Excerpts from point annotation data
----

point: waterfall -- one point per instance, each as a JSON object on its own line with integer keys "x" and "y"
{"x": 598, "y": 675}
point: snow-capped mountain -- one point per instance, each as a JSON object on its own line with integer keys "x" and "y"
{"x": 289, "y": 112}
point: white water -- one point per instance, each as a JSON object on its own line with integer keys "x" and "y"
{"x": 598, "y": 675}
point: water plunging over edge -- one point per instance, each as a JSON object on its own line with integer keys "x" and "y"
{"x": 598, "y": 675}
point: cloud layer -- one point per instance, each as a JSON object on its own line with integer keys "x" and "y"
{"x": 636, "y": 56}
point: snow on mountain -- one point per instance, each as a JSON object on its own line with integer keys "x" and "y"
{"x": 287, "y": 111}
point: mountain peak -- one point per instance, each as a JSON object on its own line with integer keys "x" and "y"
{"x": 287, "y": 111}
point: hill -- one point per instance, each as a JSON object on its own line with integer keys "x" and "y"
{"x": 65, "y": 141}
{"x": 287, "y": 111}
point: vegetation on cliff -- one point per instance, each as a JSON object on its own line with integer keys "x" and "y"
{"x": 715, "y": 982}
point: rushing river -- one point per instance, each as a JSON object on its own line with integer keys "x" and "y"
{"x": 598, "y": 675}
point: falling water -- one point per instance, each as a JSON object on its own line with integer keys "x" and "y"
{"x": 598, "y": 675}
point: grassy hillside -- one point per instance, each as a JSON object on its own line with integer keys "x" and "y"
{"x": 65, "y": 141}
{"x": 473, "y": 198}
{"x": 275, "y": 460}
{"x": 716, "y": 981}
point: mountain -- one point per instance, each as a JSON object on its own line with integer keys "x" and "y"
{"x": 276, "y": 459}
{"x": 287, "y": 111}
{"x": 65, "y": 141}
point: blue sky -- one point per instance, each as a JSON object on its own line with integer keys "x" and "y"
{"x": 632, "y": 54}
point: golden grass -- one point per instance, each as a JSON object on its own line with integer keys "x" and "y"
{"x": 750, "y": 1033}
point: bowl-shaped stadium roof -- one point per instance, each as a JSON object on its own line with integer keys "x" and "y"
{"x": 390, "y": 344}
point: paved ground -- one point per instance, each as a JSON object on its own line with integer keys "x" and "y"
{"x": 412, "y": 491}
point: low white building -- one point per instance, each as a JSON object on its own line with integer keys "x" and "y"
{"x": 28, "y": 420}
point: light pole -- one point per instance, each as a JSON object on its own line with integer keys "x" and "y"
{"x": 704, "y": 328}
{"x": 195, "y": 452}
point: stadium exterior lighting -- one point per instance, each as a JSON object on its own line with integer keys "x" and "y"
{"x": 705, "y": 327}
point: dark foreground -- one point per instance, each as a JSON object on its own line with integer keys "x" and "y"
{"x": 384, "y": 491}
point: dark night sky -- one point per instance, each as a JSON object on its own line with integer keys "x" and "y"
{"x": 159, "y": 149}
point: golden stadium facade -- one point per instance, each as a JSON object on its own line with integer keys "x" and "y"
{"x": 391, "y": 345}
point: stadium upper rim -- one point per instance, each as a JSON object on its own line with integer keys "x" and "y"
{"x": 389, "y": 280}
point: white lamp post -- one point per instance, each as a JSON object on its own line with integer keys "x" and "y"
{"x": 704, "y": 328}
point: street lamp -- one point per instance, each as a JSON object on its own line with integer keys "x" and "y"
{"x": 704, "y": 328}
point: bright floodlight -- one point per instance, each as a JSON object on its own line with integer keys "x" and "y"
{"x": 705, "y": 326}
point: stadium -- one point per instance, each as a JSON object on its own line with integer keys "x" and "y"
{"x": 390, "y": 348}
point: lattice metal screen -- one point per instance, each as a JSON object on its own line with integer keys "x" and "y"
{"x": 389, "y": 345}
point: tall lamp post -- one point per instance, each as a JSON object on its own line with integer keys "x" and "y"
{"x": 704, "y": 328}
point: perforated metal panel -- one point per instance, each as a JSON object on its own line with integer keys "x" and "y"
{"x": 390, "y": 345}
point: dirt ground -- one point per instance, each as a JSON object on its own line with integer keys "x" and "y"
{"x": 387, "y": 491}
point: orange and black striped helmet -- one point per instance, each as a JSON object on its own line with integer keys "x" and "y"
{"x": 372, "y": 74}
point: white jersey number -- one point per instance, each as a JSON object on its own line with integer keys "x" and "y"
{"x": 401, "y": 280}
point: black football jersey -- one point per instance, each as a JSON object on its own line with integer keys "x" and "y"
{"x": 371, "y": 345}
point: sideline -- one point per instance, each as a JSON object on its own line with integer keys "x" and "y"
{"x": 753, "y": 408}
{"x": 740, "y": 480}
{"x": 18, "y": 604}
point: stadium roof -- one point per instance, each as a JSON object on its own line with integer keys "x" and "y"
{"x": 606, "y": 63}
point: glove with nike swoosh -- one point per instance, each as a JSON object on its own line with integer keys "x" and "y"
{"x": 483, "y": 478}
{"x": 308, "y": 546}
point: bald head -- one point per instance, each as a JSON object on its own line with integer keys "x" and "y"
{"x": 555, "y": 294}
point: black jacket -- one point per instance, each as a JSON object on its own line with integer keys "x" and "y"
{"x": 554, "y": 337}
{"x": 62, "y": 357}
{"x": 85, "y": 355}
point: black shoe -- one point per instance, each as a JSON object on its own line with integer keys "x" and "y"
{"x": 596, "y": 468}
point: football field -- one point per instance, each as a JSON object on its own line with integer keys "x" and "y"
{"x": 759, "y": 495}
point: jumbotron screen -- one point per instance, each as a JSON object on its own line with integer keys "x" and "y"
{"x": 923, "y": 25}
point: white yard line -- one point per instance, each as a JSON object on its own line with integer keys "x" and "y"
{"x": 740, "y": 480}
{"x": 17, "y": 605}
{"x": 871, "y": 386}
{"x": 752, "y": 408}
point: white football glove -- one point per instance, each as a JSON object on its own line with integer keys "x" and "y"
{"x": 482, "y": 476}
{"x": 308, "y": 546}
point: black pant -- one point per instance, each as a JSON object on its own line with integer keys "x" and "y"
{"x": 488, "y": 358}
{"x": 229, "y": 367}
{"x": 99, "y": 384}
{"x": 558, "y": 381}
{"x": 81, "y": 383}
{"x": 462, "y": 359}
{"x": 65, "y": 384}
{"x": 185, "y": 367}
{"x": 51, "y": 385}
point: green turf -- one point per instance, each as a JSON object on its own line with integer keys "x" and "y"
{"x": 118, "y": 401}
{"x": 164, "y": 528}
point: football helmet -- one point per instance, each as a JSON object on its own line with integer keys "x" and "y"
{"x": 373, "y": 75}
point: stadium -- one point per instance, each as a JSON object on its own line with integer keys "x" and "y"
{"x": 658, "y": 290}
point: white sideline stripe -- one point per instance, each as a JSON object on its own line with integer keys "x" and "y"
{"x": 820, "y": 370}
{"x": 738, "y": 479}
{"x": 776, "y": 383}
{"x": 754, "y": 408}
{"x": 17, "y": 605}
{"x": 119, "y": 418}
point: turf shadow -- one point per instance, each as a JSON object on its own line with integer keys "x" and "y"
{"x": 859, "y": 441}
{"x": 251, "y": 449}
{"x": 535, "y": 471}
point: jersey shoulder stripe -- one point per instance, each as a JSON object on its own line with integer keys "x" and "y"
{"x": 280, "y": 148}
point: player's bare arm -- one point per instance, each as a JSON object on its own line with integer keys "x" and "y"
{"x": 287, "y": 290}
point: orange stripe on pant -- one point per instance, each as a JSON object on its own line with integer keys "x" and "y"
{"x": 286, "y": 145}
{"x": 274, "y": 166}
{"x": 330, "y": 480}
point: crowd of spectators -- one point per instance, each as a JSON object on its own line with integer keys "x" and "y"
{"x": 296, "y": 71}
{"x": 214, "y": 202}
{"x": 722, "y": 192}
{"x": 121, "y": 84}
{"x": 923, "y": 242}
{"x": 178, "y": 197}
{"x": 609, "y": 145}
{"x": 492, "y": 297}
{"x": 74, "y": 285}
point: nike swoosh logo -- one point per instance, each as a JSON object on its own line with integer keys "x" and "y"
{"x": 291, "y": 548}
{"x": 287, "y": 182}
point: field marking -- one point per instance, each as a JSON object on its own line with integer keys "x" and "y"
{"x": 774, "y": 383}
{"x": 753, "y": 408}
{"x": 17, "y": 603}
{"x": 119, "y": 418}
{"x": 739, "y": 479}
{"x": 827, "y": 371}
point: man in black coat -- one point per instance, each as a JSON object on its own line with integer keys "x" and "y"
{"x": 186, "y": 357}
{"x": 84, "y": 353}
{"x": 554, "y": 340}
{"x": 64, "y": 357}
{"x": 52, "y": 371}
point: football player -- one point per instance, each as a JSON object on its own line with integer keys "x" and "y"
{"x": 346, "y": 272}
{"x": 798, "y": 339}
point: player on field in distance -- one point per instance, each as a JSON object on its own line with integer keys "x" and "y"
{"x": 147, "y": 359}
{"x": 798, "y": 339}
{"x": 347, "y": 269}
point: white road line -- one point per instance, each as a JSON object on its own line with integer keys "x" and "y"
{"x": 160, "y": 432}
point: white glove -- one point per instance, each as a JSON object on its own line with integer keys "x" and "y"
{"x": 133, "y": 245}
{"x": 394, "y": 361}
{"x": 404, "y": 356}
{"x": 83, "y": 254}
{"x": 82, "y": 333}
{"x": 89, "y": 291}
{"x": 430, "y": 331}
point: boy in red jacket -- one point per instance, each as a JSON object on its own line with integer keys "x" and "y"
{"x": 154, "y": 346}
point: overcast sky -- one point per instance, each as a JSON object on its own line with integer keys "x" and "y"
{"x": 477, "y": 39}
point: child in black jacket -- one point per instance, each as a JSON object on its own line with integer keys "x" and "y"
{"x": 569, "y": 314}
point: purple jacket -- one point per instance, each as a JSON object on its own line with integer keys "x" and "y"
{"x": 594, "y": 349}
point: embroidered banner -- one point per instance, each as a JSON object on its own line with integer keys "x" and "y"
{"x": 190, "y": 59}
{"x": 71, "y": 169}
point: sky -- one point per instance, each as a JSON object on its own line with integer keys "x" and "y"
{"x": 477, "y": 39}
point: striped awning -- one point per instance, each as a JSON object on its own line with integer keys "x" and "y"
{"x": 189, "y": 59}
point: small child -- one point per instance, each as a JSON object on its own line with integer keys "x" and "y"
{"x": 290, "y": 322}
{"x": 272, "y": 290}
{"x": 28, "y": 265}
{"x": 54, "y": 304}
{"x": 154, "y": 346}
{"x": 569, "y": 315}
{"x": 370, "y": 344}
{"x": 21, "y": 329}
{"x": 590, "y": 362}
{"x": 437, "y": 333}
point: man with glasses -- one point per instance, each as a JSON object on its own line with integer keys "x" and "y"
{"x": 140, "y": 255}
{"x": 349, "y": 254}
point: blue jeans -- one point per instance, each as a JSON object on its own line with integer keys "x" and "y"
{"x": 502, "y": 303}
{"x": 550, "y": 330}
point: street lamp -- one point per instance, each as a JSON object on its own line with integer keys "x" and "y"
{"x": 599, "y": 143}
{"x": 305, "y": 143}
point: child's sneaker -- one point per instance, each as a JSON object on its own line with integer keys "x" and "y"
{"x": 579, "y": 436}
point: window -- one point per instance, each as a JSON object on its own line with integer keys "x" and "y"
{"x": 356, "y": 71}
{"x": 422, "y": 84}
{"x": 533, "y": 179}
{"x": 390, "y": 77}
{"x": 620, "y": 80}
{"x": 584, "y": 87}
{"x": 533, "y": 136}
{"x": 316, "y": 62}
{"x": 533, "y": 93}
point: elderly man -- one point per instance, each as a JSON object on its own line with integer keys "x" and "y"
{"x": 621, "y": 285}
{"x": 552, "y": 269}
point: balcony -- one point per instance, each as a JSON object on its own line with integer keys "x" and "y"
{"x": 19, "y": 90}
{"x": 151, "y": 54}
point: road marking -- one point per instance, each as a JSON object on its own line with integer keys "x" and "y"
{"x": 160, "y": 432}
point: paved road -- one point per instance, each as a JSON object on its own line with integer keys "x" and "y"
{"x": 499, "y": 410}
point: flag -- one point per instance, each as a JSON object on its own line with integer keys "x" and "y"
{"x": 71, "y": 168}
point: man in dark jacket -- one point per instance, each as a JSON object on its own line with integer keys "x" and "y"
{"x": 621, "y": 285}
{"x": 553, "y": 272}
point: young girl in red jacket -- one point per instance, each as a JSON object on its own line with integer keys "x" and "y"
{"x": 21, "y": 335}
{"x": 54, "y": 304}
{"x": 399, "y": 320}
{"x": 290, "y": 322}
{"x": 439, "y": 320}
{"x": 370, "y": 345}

----

EXERCISE — Please arrange the lines from the one containing "point: man in dark" through the end of the items as a Markdown table with the columns Row and Line, numbering each line and skipping blank lines.

THE ANSWER —
| Row | Line |
|---|---|
| 1 | point: man in dark jacket -- one point per instance, each as a JSON object on its own line with integer keys "x" and "y" |
| 2 | {"x": 621, "y": 285} |
| 3 | {"x": 553, "y": 272} |
| 4 | point: young girl in red jacket -- one point per instance, each as a JSON object on its own line with integer keys "x" and "y" |
| 5 | {"x": 21, "y": 335} |
| 6 | {"x": 54, "y": 304} |
| 7 | {"x": 399, "y": 320} |
| 8 | {"x": 290, "y": 322} |
| 9 | {"x": 439, "y": 320} |
| 10 | {"x": 370, "y": 345} |